(Stored data)
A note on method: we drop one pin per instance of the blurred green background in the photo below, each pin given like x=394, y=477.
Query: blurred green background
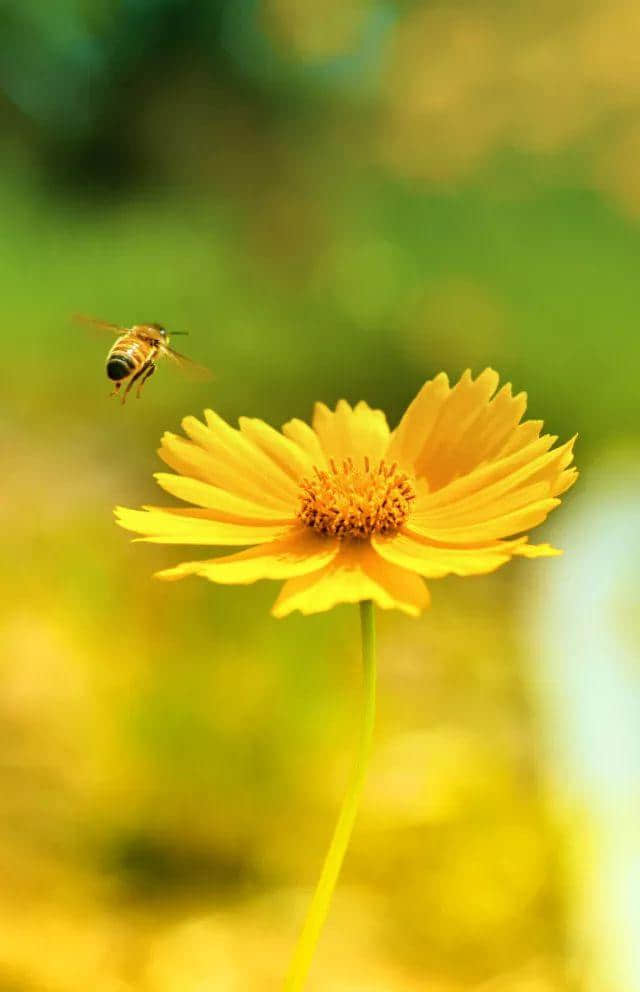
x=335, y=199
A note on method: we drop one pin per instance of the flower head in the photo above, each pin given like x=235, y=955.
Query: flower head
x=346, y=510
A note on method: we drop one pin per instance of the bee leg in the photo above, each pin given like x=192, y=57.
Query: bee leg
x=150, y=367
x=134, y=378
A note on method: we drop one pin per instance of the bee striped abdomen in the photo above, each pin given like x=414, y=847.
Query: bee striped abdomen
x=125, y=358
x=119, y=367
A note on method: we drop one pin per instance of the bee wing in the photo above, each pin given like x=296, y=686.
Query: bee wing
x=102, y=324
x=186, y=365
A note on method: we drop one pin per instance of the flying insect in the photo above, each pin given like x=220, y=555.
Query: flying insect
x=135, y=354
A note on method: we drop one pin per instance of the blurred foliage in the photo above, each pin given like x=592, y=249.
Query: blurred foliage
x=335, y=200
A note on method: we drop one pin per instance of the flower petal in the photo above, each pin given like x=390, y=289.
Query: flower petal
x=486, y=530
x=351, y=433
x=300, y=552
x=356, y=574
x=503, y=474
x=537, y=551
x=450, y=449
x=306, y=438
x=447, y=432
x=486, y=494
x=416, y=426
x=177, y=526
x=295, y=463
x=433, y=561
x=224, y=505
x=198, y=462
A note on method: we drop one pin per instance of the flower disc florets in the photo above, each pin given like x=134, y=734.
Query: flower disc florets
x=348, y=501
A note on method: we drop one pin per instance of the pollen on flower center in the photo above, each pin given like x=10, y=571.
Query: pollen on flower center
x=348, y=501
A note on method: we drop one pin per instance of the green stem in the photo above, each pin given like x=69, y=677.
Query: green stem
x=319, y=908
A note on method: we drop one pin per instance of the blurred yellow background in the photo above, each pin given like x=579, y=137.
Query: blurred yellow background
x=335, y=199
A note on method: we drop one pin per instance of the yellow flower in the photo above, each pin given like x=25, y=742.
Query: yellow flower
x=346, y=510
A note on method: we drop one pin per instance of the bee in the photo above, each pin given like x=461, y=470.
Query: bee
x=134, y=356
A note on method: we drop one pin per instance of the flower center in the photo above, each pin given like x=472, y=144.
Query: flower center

▶ _PROBLEM TO SOLVE_:
Could you recast every one of the rows above as a numbered list, skipping any blank lines and leaving the pictures out?

▶ _THE REPLY_:
1. A note on method: we drop one pin per instance of the blurred green background in the photo below, each pin given like x=394, y=477.
2. Query: blurred green background
3. x=335, y=199
4. A note on method: we drop one pin per instance of the flower head in the photo above, each pin given like x=235, y=955.
5. Query: flower head
6. x=346, y=510
7. A note on method: we drop one pin per instance of the bee leg in the photo above, each pin given like x=192, y=57.
8. Query: bee leg
9. x=150, y=367
10. x=134, y=378
11. A note on method: we drop one pin per instance of the bee striped abdomen in the photo above, each pin given like x=414, y=847.
12. Query: bee striped abdomen
13. x=125, y=358
14. x=119, y=367
15. A note on method: we drop one pin per instance of the bee wing in the photo above, each pin given like x=296, y=686.
16. Query: bee wing
17. x=102, y=324
18. x=186, y=365
19. A note on method: we drop one pin per instance of the flying insect in the photo above, each pin given like x=220, y=555.
20. Query: flying insect
21. x=135, y=354
22. A note on method: we drop one pin per instance of the blurred foliage in the photo above, each pin given like x=592, y=249.
23. Query: blurred foliage
24. x=335, y=200
25. A note on method: we drop one pin per instance of the flower petal in the photo above, each pin given like x=390, y=289.
26. Query: flower petal
27. x=486, y=530
28. x=351, y=433
29. x=300, y=552
30. x=356, y=574
31. x=503, y=474
32. x=537, y=551
33. x=450, y=449
34. x=306, y=438
35. x=447, y=432
36. x=486, y=494
37. x=416, y=426
38. x=177, y=526
39. x=295, y=463
40. x=433, y=561
41. x=224, y=505
42. x=198, y=462
43. A note on method: we drop one pin per instance of the flower disc florets in the photo above, each pin given like x=134, y=734.
44. Query: flower disc florets
45. x=348, y=501
46. A note on method: we drop one pin per instance of the pollen on flower center in the photo above, each pin given like x=10, y=571.
47. Query: pollen on flower center
48. x=348, y=501
49. A note on method: we drop one pin per instance of the green stem in the photo above, each pin given like x=69, y=677.
50. Query: green stem
51. x=319, y=908
52. A note on method: we drop one pin per instance of the blurred yellow background in the photo above, each pin given like x=579, y=137.
53. Query: blurred yellow background
54. x=335, y=199
55. A note on method: we drop one pin per instance of the yellow flower in the photo above, each pin given like x=25, y=742.
56. Query: yellow flower
57. x=346, y=510
58. A note on method: we drop one pin per instance of the bee in the photo above, each pin given like x=461, y=470.
59. Query: bee
60. x=134, y=356
61. A note on method: we drop one pin per instance of the flower center in the photo above, each pin given like x=472, y=144.
62. Query: flower center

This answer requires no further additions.